• **YOUR TASK**: Please count the lines in the items below that contain the string "target", treating uppercase and lowercase as different. Reply with the number alone.

• **RECORDS FOR THE TASK**:

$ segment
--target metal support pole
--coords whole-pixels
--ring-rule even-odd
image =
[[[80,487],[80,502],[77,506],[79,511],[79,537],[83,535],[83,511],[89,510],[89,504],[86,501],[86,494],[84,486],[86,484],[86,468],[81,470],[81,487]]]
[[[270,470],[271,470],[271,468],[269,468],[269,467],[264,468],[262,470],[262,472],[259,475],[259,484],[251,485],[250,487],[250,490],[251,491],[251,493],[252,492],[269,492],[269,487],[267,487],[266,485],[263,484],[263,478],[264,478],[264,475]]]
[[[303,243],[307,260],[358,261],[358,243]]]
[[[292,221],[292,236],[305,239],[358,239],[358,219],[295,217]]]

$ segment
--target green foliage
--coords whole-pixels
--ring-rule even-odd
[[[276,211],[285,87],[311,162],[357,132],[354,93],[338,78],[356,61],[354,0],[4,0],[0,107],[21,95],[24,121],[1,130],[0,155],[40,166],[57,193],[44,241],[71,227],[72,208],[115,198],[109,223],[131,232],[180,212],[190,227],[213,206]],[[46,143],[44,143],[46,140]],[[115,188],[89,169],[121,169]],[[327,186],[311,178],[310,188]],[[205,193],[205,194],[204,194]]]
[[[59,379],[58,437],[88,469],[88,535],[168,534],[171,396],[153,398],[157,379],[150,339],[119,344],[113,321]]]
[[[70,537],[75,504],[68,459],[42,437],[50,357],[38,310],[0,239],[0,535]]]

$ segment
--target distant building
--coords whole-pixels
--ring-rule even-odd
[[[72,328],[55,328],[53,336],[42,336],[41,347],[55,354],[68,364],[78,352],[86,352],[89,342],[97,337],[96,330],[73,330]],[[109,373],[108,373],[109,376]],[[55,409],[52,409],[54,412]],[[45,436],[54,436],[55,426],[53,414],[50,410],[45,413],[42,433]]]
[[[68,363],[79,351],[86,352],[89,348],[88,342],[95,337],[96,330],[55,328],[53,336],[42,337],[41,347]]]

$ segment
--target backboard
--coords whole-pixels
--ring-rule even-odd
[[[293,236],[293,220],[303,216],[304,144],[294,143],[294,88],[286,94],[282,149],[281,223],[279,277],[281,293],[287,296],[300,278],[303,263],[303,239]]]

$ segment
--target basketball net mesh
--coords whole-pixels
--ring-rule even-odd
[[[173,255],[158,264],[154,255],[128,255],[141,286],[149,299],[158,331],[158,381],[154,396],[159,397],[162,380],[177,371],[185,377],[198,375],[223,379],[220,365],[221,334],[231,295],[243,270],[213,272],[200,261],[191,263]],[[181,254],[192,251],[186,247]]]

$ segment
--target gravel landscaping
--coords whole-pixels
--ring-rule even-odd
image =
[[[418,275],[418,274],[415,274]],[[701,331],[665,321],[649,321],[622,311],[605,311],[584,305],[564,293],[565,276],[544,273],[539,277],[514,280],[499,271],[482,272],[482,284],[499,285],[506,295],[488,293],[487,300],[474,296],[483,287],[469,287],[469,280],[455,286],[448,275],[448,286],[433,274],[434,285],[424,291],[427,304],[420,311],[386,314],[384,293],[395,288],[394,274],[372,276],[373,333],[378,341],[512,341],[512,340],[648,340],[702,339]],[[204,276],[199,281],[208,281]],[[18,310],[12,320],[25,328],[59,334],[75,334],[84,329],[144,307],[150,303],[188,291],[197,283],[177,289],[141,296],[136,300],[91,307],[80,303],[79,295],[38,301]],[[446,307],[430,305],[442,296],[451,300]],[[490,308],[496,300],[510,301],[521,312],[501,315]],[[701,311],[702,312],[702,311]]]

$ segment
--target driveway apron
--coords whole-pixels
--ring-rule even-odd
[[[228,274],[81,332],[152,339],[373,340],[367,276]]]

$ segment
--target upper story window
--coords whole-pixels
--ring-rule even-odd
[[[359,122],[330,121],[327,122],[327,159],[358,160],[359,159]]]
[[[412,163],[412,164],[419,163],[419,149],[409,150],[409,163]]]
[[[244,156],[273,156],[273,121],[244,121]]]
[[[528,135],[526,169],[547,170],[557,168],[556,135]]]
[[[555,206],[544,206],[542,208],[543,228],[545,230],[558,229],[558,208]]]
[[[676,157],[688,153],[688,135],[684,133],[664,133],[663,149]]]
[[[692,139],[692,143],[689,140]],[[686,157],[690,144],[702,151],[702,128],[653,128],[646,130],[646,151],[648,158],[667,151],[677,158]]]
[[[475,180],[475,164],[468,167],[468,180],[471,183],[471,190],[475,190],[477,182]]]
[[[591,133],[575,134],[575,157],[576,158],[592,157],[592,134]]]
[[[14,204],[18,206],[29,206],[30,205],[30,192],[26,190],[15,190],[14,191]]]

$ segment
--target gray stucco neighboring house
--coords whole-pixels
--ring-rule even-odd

• **WORKED ANSWER**: 9